Dataset excerpts:
-- Opening Marker --

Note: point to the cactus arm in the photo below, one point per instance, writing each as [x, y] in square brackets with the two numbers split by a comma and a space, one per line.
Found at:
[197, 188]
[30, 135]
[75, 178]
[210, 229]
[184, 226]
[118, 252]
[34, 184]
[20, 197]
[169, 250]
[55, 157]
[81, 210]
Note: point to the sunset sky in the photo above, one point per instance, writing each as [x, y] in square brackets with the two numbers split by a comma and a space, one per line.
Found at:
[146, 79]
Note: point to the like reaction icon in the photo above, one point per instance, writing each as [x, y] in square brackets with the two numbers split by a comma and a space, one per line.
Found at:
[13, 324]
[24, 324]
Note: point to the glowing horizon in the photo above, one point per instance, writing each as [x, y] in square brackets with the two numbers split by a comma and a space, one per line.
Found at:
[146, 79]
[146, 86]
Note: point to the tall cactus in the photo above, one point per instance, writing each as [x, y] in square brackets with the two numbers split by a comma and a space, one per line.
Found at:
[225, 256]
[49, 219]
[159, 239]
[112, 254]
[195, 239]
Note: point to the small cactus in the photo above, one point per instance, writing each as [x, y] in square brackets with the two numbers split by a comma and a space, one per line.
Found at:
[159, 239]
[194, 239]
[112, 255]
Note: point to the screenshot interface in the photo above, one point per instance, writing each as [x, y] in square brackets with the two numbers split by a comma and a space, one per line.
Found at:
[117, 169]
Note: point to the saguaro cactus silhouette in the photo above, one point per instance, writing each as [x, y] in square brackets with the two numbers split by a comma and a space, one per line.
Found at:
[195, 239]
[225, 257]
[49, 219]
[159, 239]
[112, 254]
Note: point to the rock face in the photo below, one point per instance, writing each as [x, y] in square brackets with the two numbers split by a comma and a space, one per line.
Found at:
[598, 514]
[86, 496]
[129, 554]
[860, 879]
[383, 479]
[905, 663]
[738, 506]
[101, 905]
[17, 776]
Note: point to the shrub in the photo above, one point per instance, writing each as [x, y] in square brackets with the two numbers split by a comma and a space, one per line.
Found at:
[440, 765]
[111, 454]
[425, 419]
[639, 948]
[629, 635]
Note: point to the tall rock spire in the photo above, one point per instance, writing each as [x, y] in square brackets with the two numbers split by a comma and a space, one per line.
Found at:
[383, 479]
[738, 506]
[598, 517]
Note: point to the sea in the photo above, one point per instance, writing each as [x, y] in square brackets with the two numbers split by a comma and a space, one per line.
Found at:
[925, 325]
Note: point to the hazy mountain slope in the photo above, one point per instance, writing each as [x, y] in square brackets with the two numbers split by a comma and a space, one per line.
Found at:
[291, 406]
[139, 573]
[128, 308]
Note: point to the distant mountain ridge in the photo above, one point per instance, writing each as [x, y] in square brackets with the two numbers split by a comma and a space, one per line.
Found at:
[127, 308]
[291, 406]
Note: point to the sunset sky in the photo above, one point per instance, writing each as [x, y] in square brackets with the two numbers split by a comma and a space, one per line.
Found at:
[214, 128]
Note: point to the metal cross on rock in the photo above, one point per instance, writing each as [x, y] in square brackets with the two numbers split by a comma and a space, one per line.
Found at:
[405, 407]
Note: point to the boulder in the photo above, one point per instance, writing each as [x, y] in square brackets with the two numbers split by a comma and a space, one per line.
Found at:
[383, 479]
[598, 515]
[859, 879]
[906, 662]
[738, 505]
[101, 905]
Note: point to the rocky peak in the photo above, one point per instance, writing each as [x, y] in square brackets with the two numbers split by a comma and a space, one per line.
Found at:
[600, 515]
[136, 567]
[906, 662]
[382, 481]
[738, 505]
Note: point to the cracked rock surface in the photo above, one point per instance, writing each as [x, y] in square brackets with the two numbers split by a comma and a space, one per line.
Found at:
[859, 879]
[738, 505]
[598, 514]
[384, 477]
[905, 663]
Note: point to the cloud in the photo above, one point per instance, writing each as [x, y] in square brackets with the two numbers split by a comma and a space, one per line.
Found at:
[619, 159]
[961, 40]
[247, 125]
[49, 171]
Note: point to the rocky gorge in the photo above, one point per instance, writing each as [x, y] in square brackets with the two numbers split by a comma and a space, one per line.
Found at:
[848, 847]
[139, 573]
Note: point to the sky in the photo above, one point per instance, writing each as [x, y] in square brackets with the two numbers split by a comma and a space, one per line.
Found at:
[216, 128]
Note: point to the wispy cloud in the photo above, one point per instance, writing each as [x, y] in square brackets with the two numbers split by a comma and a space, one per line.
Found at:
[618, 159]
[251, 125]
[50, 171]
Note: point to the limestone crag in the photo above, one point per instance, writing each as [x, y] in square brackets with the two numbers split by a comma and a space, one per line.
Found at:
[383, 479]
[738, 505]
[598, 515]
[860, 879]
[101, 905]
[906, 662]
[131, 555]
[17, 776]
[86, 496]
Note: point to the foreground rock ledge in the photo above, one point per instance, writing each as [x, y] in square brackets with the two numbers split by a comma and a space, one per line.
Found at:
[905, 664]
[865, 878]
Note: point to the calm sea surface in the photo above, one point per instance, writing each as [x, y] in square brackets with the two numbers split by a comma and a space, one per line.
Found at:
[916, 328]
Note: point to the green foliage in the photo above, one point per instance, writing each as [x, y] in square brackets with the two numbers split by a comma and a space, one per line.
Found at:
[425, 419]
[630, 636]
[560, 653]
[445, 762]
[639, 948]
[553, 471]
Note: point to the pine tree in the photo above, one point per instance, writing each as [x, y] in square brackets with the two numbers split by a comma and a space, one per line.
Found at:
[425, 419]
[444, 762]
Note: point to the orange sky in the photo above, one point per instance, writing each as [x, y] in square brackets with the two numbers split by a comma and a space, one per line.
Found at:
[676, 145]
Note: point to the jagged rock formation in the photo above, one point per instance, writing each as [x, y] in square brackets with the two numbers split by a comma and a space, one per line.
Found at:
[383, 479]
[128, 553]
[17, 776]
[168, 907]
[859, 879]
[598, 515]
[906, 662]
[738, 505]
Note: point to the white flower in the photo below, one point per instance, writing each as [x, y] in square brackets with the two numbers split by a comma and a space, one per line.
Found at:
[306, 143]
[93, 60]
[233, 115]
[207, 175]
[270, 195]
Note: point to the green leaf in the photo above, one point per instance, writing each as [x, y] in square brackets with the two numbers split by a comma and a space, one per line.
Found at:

-- Closing Marker --

WHAT IS EXPECTED: Search the records for the string "rocky" and return every line in which it occurs.

TASK OUTPUT:
Note: point to the rocky peak in the photo above, one point per instance, writing each as [x, y] in square brackets with the two numbers split by a comma and a space, one per line.
Note: point to the rocky gorge in the photo above, one point per instance, writing each as [x, y] in square brackets with the two numbers split by a comma and a space, one per line.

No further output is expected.